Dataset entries
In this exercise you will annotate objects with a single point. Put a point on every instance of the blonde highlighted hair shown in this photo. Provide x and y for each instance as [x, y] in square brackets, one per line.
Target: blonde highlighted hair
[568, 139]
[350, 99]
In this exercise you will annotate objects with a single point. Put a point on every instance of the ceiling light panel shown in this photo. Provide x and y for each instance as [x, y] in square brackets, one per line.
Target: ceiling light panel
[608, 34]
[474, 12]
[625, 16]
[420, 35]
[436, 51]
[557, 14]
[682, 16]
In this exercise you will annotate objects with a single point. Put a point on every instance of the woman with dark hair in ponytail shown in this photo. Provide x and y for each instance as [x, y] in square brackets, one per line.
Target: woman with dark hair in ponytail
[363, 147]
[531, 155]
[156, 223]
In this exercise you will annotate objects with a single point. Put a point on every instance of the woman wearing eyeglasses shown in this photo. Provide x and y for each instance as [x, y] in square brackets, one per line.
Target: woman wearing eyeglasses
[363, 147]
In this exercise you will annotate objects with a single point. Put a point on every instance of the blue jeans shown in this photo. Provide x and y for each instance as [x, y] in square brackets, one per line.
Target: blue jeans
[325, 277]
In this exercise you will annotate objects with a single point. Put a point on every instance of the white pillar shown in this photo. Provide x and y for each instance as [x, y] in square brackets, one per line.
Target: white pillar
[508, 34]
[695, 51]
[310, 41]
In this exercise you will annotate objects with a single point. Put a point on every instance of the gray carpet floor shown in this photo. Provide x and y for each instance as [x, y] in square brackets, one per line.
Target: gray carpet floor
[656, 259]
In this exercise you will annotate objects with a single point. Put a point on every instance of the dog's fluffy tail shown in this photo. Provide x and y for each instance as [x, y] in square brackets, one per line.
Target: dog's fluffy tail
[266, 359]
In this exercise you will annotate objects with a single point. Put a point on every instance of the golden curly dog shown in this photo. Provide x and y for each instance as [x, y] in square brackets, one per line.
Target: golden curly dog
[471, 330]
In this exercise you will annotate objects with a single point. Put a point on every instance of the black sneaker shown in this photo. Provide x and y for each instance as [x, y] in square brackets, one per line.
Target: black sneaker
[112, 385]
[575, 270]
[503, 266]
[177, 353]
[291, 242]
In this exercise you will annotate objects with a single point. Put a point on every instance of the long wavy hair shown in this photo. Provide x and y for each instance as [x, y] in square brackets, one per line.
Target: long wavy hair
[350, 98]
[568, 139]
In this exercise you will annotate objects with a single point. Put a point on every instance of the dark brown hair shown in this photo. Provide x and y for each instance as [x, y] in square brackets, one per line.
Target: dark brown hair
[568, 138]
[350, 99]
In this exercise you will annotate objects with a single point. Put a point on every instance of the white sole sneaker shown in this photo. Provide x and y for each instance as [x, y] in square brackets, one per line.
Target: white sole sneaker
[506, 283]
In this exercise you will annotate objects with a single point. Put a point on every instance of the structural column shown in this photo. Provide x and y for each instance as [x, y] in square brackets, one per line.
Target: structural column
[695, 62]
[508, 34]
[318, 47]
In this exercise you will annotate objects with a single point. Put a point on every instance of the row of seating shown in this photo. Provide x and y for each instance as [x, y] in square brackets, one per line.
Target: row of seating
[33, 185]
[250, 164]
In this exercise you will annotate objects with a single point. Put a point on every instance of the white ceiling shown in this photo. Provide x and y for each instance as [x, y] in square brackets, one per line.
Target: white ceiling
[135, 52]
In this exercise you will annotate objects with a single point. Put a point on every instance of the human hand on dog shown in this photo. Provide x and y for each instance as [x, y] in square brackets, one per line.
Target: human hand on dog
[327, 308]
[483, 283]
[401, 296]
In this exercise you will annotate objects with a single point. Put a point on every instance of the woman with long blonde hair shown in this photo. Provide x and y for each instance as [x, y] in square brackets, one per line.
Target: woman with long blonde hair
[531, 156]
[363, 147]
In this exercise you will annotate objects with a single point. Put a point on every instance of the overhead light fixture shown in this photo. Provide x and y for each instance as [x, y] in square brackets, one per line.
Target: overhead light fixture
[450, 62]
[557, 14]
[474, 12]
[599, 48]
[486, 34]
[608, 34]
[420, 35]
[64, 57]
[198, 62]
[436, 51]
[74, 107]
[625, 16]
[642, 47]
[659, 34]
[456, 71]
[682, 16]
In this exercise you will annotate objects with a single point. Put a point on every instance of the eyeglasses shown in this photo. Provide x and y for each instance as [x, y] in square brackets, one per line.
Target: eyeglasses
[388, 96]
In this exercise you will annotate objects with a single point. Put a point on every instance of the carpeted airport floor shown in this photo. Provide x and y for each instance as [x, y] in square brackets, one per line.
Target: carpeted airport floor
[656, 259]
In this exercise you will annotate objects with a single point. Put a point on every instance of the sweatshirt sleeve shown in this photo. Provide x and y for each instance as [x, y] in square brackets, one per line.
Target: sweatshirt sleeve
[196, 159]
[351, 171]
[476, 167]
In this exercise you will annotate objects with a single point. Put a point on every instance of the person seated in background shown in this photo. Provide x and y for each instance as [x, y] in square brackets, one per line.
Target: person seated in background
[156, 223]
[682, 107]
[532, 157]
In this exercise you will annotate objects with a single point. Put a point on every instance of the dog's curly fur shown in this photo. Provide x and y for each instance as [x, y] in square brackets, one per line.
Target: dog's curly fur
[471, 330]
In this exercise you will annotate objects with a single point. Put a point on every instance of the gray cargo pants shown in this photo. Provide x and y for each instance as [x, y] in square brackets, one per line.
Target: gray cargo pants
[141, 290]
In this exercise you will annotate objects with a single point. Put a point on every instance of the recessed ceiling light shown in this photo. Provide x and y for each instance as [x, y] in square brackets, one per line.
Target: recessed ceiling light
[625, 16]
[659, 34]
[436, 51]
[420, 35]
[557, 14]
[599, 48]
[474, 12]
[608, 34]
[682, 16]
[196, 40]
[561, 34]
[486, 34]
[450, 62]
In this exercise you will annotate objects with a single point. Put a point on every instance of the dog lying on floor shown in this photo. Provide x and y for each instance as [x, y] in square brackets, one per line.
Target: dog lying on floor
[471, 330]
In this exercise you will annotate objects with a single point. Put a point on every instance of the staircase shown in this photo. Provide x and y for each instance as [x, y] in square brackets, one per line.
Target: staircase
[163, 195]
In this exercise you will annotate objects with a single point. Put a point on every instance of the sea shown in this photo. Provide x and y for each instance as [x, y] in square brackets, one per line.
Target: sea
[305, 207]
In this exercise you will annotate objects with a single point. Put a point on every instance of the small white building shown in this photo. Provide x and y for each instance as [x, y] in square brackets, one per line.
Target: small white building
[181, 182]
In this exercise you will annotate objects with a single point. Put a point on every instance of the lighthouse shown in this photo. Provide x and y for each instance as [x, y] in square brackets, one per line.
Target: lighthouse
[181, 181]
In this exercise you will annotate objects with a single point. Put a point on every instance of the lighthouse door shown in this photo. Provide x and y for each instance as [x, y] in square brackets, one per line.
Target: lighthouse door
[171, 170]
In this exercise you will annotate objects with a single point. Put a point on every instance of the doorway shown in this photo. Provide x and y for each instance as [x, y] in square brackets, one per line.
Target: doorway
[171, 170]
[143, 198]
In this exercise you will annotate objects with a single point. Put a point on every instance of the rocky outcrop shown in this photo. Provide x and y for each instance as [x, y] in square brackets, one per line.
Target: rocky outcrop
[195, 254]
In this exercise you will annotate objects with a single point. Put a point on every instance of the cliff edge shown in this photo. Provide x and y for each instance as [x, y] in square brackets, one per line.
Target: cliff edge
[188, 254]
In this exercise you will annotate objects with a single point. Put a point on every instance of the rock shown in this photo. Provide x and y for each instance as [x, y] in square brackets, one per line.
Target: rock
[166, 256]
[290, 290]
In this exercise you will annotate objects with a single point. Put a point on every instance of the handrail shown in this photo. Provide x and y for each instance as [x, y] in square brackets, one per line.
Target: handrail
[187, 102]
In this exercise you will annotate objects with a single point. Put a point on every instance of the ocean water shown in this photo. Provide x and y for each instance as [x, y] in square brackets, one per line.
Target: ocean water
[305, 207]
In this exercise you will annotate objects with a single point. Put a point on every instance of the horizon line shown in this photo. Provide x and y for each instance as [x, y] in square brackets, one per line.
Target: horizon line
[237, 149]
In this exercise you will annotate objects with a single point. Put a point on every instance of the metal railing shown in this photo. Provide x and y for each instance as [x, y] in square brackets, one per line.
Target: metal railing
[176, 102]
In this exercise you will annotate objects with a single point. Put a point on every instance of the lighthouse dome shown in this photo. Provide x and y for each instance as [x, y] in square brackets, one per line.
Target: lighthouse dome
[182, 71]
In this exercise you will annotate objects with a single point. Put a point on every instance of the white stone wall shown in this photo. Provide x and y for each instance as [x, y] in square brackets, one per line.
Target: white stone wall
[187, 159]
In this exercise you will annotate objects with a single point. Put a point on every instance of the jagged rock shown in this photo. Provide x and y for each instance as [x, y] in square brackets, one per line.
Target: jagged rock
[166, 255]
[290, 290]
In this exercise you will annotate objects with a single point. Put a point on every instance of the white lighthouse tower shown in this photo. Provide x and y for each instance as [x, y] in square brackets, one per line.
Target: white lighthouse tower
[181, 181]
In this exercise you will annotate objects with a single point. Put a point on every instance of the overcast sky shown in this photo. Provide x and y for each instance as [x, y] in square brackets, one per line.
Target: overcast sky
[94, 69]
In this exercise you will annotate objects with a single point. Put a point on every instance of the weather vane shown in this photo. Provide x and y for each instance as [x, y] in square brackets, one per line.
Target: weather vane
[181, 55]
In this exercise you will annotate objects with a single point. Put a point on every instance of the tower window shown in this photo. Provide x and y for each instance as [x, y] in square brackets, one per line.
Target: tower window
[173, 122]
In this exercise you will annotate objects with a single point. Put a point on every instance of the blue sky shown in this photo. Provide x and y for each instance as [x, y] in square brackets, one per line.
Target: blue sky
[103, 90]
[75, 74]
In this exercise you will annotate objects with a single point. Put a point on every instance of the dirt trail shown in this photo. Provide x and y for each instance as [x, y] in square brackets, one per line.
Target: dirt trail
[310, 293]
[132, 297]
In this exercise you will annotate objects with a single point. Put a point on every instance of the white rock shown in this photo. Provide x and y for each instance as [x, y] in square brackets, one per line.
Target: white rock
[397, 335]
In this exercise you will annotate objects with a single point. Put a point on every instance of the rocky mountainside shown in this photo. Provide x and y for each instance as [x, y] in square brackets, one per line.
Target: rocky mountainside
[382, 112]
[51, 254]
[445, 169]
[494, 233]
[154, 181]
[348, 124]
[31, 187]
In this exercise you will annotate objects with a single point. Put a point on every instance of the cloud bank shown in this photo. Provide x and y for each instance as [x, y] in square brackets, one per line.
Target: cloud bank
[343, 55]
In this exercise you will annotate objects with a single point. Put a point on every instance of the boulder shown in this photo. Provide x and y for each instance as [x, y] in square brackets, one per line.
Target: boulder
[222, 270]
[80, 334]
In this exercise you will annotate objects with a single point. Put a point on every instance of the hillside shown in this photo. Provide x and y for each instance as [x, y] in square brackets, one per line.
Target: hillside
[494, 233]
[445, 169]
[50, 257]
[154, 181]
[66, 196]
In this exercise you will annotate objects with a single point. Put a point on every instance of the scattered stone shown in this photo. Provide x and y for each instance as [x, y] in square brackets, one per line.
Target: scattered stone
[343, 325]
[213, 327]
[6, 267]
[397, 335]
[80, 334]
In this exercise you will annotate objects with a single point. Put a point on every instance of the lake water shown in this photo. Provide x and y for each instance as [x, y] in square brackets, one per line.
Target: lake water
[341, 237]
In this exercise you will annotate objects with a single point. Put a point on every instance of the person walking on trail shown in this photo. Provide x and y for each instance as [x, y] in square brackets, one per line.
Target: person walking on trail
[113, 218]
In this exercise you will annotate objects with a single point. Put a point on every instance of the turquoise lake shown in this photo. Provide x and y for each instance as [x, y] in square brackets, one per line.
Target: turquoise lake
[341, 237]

• _Aim of the task_
For this exercise, output exactly the lines above from the line with "the blue jeans" to the line with "of the golden", counting both, and leave out the rest.

• _Response to the exercise_
In this exercise you will annotate objects with a single point. Put a point on every instance of the blue jeans shown in this photo. Provide x and y for each instance as [x, y] in square brackets, one per line.
Target: blue jeans
[325, 277]
In this exercise you will annotate objects with a single point. Put a point on every instance of the white pillar shown in this photo. Provide x and y for each instance as [x, y] in square brackets, one per line.
Target: white pillar
[508, 34]
[695, 51]
[310, 41]
In this exercise you will annotate objects with a single point. Put a point on every instance of the gray carpet floor shown in this photo. Provide x and y for each instance as [x, y] in square brackets, one per line.
Target: gray carpet floor
[656, 259]
In this exercise you will annotate objects with a single point. Put a point on every instance of the dog's fluffy tail shown in this photo. Provide x and y for each instance as [x, y] in square brackets, one per line.
Target: dog's fluffy tail
[266, 359]
In this exercise you will annotate objects with a single point. Put a point on every instance of the golden curly dog shown in this photo. Provide x and y for each instance as [x, y] in square brackets, one per line.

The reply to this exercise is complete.